▶ **Records for this task**
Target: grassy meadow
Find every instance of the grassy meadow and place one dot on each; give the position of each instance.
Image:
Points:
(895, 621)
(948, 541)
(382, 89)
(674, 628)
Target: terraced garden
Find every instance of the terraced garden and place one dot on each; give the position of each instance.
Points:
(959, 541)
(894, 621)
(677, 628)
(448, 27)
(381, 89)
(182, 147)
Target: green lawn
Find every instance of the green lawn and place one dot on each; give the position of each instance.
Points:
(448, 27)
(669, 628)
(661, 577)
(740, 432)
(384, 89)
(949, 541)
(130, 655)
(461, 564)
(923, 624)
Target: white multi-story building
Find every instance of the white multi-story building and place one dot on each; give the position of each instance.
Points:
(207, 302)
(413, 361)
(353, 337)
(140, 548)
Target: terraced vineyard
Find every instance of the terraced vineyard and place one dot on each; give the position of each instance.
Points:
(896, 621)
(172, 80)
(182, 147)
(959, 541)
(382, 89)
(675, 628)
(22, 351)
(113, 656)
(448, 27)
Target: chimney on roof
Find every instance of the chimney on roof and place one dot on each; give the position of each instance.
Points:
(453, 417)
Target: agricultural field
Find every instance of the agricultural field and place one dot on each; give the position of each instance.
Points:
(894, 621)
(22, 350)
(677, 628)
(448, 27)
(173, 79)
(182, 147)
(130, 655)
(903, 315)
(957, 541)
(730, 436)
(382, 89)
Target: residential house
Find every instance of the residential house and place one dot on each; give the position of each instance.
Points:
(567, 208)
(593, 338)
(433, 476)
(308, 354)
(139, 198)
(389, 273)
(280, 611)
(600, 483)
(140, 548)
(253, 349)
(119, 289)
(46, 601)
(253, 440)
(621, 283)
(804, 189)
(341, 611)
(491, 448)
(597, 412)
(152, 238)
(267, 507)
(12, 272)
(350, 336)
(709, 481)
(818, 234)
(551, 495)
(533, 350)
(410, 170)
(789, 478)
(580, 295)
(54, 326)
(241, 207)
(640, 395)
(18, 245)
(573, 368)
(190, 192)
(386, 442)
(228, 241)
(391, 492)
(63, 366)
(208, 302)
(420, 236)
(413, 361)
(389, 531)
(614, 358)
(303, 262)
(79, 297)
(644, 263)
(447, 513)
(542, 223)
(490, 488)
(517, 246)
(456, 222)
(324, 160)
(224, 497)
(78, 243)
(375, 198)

▶ **Problem statement**
Put each line of the entries above into a Markdown table with two columns, Row and Line. Number the rows in order and leave out any blank lines.

▶ **Exercise solution**
| Row | Line |
|---|---|
| 1 | Target: grassy meadow |
| 2 | Find every instance of the grassy meadow and place one dot on each; give the position of each instance. |
| 3 | Image: |
| 4 | Points: |
| 5 | (895, 621) |
| 6 | (948, 541) |
| 7 | (382, 89) |
| 8 | (674, 628) |
| 9 | Target: terraced garden |
| 10 | Find every instance of the terraced garden and place one dot on each; give the position of each instance. |
| 11 | Points: |
| 12 | (959, 541) |
| 13 | (894, 621) |
| 14 | (677, 628) |
| 15 | (448, 27) |
| 16 | (381, 89) |
| 17 | (182, 147) |
| 18 | Target: green lawn |
| 19 | Find every instance of the green lawn and place one dot on each; give the position of each instance. |
| 20 | Points: |
| 21 | (448, 27) |
| 22 | (669, 628) |
| 23 | (661, 577) |
| 24 | (740, 432) |
| 25 | (384, 89) |
| 26 | (949, 541) |
| 27 | (130, 655) |
| 28 | (461, 564) |
| 29 | (923, 624) |
| 30 | Target: white multi-story building |
| 31 | Find every instance of the white multi-story building and place one dot on each; give the position of each instance. |
| 32 | Points: |
| 33 | (207, 302) |
| 34 | (413, 361) |
| 35 | (353, 337) |
| 36 | (140, 548) |
| 37 | Target: terraced vineyard |
| 38 | Find every instance of the terraced vineyard and place one dot on each; give the position of each instance. |
| 39 | Points: |
| 40 | (896, 621) |
| 41 | (172, 80) |
| 42 | (182, 147) |
| 43 | (959, 541) |
| 44 | (382, 89) |
| 45 | (675, 628) |
| 46 | (22, 351) |
| 47 | (113, 656) |
| 48 | (448, 27) |
| 49 | Target: chimney on roof |
| 50 | Find every instance of the chimney on roof and place one dot on each; give the position of each instance. |
| 51 | Points: |
| 52 | (453, 417) |
| 53 | Target: agricultural field |
| 54 | Find every instance of the agricultural field and place one dot on each; give the position of each instance. |
| 55 | Points: |
| 56 | (894, 621) |
| 57 | (22, 350) |
| 58 | (677, 628) |
| 59 | (448, 27) |
| 60 | (173, 79) |
| 61 | (182, 147) |
| 62 | (130, 655) |
| 63 | (903, 315) |
| 64 | (957, 541) |
| 65 | (730, 436) |
| 66 | (382, 89) |
| 67 | Target: residential house |
| 68 | Find every instance of the residential house and place one dot on each; give the position of each instance. |
| 69 | Points: |
| 70 | (567, 208) |
| 71 | (593, 338) |
| 72 | (433, 476) |
| 73 | (308, 354) |
| 74 | (139, 198) |
| 75 | (389, 273) |
| 76 | (280, 611) |
| 77 | (600, 483) |
| 78 | (140, 548) |
| 79 | (253, 349) |
| 80 | (119, 289) |
| 81 | (46, 601) |
| 82 | (253, 440) |
| 83 | (621, 283) |
| 84 | (804, 189) |
| 85 | (341, 611) |
| 86 | (491, 448) |
| 87 | (597, 412) |
| 88 | (152, 238) |
| 89 | (267, 507) |
| 90 | (12, 272) |
| 91 | (350, 336) |
| 92 | (709, 481) |
| 93 | (818, 234) |
| 94 | (551, 495) |
| 95 | (533, 350) |
| 96 | (410, 170) |
| 97 | (789, 478) |
| 98 | (580, 295) |
| 99 | (54, 326) |
| 100 | (241, 207) |
| 101 | (640, 395) |
| 102 | (18, 245) |
| 103 | (573, 368) |
| 104 | (190, 192) |
| 105 | (386, 442) |
| 106 | (228, 241) |
| 107 | (391, 492) |
| 108 | (63, 366) |
| 109 | (208, 302) |
| 110 | (420, 236) |
| 111 | (413, 361) |
| 112 | (389, 531) |
| 113 | (614, 358) |
| 114 | (303, 262) |
| 115 | (79, 297) |
| 116 | (644, 263) |
| 117 | (447, 513) |
| 118 | (542, 223) |
| 119 | (490, 488) |
| 120 | (517, 246) |
| 121 | (456, 222) |
| 122 | (324, 160) |
| 123 | (224, 497) |
| 124 | (78, 243) |
| 125 | (375, 198) |